++++ Excerpt provided
Avoiding duplicate data in hdf5 or sqlite

500 Views Asked by At

I am taking 30 days of historical data and modifying it.

Hopefully, I can read the historical data and have it refer to a dynamic rolling date of 30 days. The 'DateTime' value is a column in the raw data.

df_new = df = pd.read_csv(loc+filename)
max_date = df_new['DateTime'].max()
date_range = max_date - Timedelta(30, unit='d')

df_old = pd.read_hdf(loc+filename,'TableName', where = [('max_date > date_range')])

Then I would read the new data which is a separate file which is always Month to Date values (all of June for example, this file is replaced daily with the latest data), and concat them to the old dataframe.

frames = [df_old, df_new]
df = pd.concat(frames)

Then I do some things to the file (I am checking if certain values repeat within a 30 day window, if they do then I place a timestamp in a column).

Now I would want to add this modified data back into my original file (it was HDF5 but it could be a .sqlite file too) called df_old. For sure, there are a ton of duplicates since I am reading the previous 30 days data and the MTD data. How do I manage this?
++++++++
++++ Supplied material
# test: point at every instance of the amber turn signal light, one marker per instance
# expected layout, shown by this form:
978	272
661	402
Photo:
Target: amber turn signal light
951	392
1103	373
++++++++
◆ **What to work on**: Please continue the forum post about avoiding duplicate data in HDF5 or SQLite, starting right after its final question.

◆ **The answer**:
My only solution is to read the entire file (df_old along with the new data I added) and then drop duplicates and then overwrite it again. This isn't very efficient.

Can .sqlite or .hdf formats enforce non-duplicates? If so then I have 3 columns which identify a unique value (Date, EmpID, CustomerID). I do not want exact duplicate rows.

1

There are 1 best solutions below

2
On

Define them as primary keys in sqlite. It wont allow you to have set of non-unique primary keys.

e.g.

CREATE TABLE table (
a INT,
b INT,
c INT,
PRIMARY KEY(a,b)
);

wont allow you to have duplicates of a,b added to the data. Then use INSERT OR IGNORE to add data, and any duplicates will be ignored.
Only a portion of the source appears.